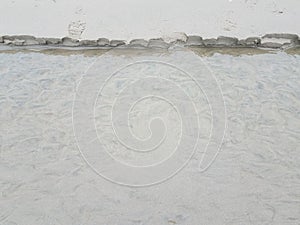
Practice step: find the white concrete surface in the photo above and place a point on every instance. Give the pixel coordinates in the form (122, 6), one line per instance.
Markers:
(130, 19)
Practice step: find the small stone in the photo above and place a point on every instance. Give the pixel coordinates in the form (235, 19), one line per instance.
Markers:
(70, 42)
(158, 43)
(175, 37)
(28, 40)
(53, 41)
(18, 42)
(115, 43)
(103, 42)
(282, 36)
(250, 42)
(7, 42)
(140, 43)
(210, 42)
(91, 43)
(285, 40)
(194, 41)
(41, 41)
(226, 41)
(253, 41)
(270, 45)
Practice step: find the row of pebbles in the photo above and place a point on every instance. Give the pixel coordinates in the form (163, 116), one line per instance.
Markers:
(274, 41)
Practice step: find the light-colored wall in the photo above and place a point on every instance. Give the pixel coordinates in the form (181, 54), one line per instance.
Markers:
(128, 19)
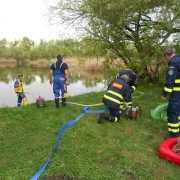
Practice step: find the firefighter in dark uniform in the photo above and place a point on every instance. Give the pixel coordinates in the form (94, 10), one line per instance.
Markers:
(172, 87)
(133, 78)
(118, 91)
(18, 88)
(59, 70)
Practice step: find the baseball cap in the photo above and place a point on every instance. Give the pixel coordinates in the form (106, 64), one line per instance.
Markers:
(20, 75)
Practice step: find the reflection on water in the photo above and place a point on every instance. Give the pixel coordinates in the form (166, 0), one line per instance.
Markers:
(36, 83)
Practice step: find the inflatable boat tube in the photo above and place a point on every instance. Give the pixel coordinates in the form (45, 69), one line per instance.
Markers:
(165, 151)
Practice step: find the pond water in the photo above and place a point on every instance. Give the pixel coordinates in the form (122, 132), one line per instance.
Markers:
(36, 83)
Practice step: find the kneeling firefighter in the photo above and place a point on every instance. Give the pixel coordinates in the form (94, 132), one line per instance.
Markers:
(118, 92)
(18, 88)
(59, 70)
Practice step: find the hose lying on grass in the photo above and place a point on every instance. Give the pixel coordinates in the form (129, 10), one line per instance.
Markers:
(160, 112)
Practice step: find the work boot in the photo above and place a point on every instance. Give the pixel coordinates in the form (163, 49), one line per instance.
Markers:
(64, 102)
(57, 102)
(108, 117)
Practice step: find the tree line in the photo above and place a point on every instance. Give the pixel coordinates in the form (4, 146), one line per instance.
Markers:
(127, 34)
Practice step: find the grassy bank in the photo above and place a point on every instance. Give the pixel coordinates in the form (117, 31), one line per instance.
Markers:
(88, 151)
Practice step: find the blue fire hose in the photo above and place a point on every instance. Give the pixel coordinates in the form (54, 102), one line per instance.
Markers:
(85, 110)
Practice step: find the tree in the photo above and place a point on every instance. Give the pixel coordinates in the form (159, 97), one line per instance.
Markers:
(133, 32)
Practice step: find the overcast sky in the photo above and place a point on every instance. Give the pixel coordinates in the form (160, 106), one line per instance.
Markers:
(20, 18)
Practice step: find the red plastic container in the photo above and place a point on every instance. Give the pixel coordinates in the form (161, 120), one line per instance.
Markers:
(165, 151)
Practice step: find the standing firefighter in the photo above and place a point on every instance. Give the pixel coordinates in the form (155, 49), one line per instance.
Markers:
(18, 88)
(172, 87)
(118, 92)
(59, 70)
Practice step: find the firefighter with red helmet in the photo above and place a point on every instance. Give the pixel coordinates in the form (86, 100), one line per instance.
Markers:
(118, 92)
(172, 87)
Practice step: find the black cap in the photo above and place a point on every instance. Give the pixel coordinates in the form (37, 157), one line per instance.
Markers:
(19, 75)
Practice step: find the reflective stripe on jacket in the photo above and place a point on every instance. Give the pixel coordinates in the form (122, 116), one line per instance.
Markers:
(172, 84)
(118, 92)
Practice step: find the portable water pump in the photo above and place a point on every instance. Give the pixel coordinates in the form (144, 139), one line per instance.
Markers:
(133, 112)
(40, 103)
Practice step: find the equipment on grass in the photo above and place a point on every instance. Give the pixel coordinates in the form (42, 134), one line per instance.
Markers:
(165, 150)
(132, 112)
(40, 103)
(160, 112)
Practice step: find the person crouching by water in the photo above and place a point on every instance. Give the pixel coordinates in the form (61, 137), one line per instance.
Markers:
(59, 70)
(118, 91)
(18, 88)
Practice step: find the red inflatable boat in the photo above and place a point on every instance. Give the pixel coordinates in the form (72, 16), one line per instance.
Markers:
(165, 151)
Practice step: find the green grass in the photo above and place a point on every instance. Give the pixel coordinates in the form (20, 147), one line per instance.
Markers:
(88, 151)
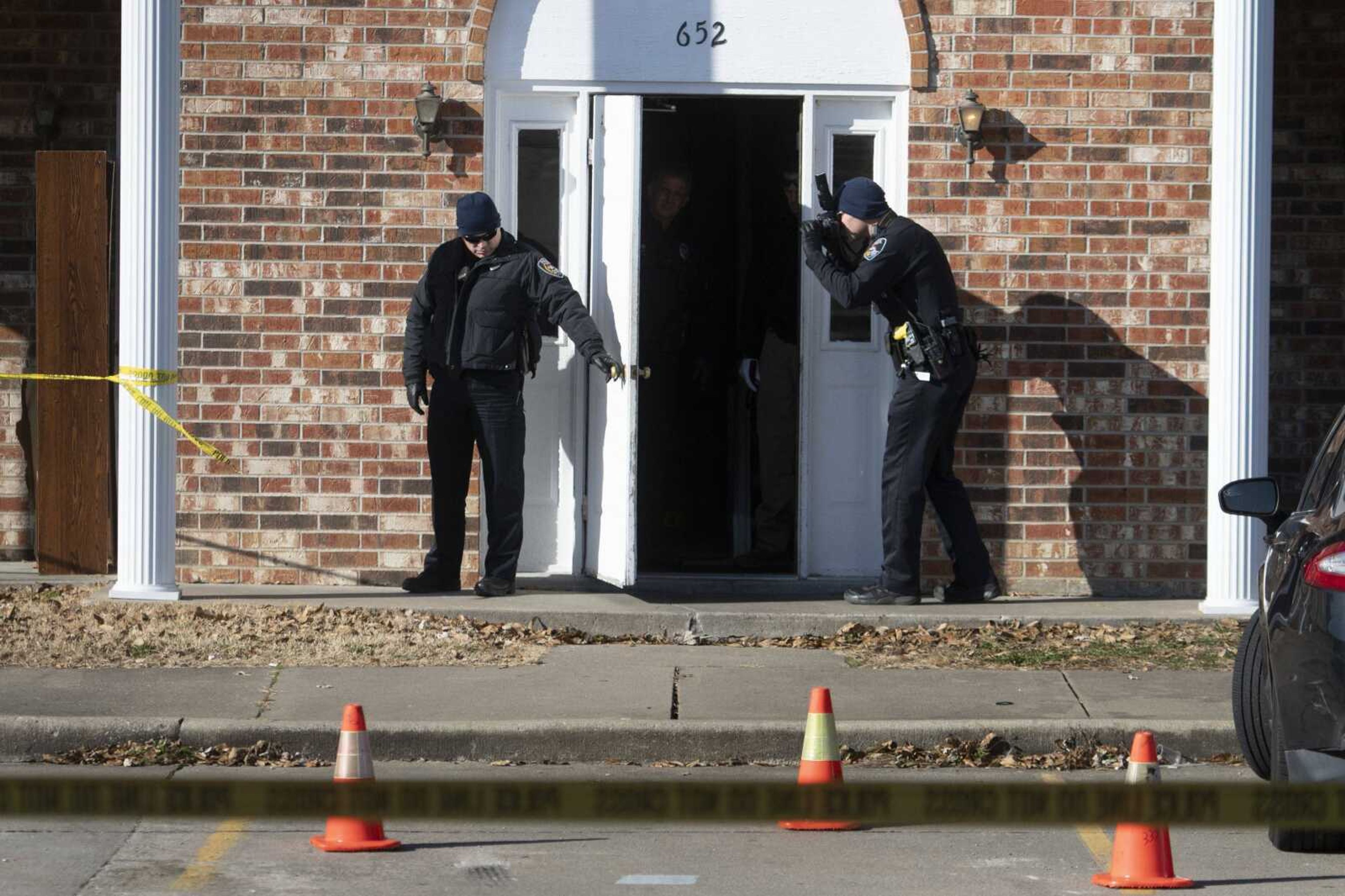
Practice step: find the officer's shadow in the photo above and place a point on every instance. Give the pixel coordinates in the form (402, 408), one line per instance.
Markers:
(1078, 453)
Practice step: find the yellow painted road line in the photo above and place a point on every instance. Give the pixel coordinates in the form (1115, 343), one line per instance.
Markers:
(1095, 839)
(202, 868)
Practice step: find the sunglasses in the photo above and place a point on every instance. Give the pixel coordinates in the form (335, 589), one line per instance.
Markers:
(481, 237)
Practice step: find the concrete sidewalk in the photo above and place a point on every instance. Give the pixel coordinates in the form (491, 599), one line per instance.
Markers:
(684, 608)
(696, 610)
(600, 703)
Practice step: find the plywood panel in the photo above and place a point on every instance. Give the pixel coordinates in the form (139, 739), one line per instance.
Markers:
(75, 419)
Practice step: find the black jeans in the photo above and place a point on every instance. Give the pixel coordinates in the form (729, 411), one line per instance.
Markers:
(483, 408)
(923, 422)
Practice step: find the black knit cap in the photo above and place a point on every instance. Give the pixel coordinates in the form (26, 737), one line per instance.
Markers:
(863, 198)
(477, 213)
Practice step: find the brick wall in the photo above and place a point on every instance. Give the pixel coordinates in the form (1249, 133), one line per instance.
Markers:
(309, 216)
(70, 53)
(1308, 235)
(1081, 237)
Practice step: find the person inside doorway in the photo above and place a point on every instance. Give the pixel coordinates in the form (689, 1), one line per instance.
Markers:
(768, 344)
(673, 328)
(906, 274)
(474, 325)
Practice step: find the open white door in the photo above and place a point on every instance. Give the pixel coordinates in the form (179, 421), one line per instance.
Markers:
(614, 283)
(848, 376)
(540, 182)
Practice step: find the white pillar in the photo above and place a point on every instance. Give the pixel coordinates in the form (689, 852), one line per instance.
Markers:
(147, 291)
(1239, 292)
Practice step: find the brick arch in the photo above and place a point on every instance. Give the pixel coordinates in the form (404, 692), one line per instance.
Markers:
(912, 14)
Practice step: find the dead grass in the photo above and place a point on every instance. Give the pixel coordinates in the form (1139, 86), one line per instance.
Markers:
(58, 629)
(61, 629)
(1017, 645)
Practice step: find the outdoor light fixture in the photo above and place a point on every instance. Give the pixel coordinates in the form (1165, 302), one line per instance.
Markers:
(45, 116)
(969, 124)
(427, 118)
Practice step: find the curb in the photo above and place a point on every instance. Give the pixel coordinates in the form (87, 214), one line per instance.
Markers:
(26, 738)
(690, 626)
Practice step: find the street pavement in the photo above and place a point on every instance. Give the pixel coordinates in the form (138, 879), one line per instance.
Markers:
(219, 857)
(596, 703)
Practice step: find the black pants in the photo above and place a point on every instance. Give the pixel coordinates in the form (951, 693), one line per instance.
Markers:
(923, 422)
(482, 408)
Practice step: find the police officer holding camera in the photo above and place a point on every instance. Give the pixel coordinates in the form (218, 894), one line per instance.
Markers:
(906, 274)
(473, 323)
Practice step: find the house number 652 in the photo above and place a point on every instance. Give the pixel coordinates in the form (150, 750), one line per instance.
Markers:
(684, 34)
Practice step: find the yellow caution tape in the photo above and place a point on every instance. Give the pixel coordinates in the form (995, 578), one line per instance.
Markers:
(130, 379)
(895, 804)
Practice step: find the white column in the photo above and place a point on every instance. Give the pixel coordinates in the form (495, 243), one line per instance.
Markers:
(147, 291)
(1239, 292)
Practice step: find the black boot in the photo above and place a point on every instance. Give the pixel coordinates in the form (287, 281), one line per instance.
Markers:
(954, 594)
(494, 587)
(879, 595)
(429, 582)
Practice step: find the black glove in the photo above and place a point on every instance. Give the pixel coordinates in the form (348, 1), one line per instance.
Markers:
(416, 395)
(611, 368)
(812, 237)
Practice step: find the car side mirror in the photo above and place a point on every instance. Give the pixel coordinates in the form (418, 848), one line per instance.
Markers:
(1257, 498)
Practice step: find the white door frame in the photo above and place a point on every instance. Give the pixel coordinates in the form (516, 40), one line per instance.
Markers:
(578, 209)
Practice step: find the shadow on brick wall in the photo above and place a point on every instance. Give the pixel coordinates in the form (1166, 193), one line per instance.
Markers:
(1078, 451)
(1009, 143)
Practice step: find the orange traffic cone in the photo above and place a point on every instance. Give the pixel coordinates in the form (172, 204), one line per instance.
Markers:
(821, 762)
(1143, 856)
(354, 765)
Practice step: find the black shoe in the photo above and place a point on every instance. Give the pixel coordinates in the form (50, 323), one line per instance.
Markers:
(494, 587)
(879, 595)
(429, 583)
(959, 595)
(758, 559)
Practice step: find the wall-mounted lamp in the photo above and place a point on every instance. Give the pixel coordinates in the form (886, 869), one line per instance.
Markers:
(969, 124)
(427, 118)
(45, 116)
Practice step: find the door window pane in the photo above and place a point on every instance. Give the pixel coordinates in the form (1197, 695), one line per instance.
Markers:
(852, 157)
(538, 190)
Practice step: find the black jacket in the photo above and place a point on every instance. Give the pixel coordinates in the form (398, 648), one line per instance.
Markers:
(481, 314)
(904, 272)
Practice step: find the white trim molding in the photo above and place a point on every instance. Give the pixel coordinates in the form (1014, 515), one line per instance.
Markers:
(1239, 294)
(147, 288)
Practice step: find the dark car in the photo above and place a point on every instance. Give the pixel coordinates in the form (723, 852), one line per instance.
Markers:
(1289, 678)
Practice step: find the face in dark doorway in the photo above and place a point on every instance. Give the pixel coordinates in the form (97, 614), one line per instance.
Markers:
(668, 197)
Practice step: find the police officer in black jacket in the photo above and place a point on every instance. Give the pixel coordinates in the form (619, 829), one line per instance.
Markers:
(473, 325)
(906, 274)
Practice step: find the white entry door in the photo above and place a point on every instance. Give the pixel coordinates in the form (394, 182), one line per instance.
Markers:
(848, 377)
(538, 181)
(614, 283)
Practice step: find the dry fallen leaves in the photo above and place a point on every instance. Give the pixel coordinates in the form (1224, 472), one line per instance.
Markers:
(1027, 645)
(991, 751)
(58, 627)
(174, 752)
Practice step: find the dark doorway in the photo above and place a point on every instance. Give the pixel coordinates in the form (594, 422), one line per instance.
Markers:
(719, 314)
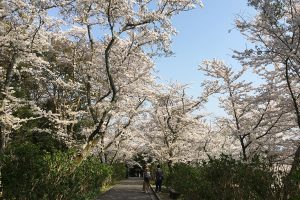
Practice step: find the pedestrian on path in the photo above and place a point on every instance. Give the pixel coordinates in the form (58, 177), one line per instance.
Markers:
(159, 176)
(147, 178)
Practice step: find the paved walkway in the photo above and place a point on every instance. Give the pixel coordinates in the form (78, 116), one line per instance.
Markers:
(129, 189)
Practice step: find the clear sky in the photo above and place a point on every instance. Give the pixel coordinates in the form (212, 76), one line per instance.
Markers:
(203, 33)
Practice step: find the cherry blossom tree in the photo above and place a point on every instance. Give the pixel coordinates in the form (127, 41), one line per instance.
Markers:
(253, 115)
(275, 33)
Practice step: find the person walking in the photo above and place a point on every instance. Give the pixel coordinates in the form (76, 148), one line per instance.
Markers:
(147, 178)
(159, 176)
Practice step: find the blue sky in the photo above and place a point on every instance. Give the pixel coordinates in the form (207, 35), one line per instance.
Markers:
(203, 33)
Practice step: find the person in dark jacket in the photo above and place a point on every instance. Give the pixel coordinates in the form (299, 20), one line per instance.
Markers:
(159, 176)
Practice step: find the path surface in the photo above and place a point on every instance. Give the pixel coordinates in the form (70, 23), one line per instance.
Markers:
(129, 189)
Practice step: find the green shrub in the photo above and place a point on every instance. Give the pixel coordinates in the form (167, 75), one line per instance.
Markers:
(119, 171)
(31, 173)
(225, 178)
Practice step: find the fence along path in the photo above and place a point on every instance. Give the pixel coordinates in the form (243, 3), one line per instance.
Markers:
(129, 189)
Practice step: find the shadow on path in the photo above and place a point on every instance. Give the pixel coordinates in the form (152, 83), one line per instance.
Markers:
(129, 189)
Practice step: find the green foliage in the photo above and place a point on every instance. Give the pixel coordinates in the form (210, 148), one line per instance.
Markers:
(294, 185)
(225, 178)
(29, 172)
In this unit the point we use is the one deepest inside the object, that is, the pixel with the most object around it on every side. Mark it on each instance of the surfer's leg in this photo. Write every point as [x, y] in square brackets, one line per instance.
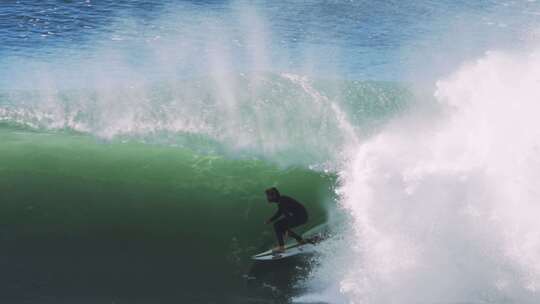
[295, 222]
[280, 227]
[298, 238]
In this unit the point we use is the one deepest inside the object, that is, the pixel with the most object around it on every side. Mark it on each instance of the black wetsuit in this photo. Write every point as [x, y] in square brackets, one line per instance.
[295, 215]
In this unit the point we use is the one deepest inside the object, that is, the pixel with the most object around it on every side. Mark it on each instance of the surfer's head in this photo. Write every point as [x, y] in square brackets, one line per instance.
[272, 195]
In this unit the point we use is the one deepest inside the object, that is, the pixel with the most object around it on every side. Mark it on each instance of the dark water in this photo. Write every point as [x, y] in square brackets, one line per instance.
[118, 222]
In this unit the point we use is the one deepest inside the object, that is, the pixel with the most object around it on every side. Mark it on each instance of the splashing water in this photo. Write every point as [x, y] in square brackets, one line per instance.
[446, 209]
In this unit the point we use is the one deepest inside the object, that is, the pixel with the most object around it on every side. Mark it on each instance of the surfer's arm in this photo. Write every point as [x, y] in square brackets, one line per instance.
[276, 215]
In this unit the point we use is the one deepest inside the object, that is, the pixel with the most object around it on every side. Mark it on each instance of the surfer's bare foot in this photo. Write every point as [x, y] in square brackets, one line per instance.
[279, 249]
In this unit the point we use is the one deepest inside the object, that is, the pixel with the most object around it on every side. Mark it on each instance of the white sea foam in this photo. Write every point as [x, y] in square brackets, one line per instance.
[445, 208]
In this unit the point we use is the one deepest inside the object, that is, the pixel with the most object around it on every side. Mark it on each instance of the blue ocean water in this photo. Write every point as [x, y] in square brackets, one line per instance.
[136, 138]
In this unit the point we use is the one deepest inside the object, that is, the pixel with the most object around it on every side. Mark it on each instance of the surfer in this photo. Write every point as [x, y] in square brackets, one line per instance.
[294, 213]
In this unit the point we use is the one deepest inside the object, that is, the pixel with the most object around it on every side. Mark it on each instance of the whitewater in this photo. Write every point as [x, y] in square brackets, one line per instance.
[136, 139]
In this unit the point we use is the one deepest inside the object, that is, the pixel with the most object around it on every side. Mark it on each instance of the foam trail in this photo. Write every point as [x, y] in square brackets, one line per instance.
[445, 209]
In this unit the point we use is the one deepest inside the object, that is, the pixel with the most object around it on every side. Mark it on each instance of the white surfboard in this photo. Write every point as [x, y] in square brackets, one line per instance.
[290, 250]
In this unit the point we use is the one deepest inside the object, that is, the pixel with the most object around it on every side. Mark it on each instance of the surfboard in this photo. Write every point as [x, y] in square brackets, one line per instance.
[290, 250]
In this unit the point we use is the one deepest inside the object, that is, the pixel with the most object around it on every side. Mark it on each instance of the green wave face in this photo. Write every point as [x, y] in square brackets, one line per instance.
[136, 219]
[158, 191]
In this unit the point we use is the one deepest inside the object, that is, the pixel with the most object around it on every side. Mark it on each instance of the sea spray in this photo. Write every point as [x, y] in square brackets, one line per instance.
[445, 208]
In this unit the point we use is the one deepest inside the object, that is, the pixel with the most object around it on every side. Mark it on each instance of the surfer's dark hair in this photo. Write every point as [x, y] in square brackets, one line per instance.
[272, 192]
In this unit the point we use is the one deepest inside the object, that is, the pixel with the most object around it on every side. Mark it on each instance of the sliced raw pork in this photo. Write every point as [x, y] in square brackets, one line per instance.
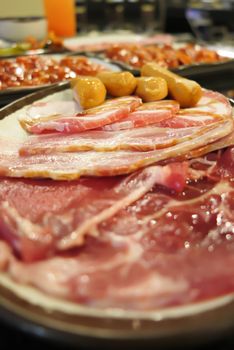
[109, 112]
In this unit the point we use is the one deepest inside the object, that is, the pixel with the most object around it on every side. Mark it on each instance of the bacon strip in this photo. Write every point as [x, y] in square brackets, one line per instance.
[109, 112]
[136, 139]
[149, 113]
[68, 166]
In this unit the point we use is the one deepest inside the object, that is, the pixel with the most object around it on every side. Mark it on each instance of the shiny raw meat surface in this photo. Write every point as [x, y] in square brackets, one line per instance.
[158, 246]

◆ **YOUR ASSIGNMENT**:
Where a line of the entries contains the word "wall", copy that line.

◆ **EXERCISE ANSWER**:
Practice step: find the light-colored wall in the photo above and place a point on every instance. Give the pixel coordinates in the form (181, 54), one line per instance.
Practice step: find the brick wall in the photo above and place a point on every instance. Give the pixel coordinates in the form (1249, 133), one line per instance.
Practice step: find the shadow on brick wall in the photo above and place a point on every instance. Give the pixel coordinates in the form (1166, 193), one line per instance.
Practice step: find the wall-mounted lamp in the photo above and place a point on every instance. Give the pixel coordinates in the form (886, 869), one line per instance.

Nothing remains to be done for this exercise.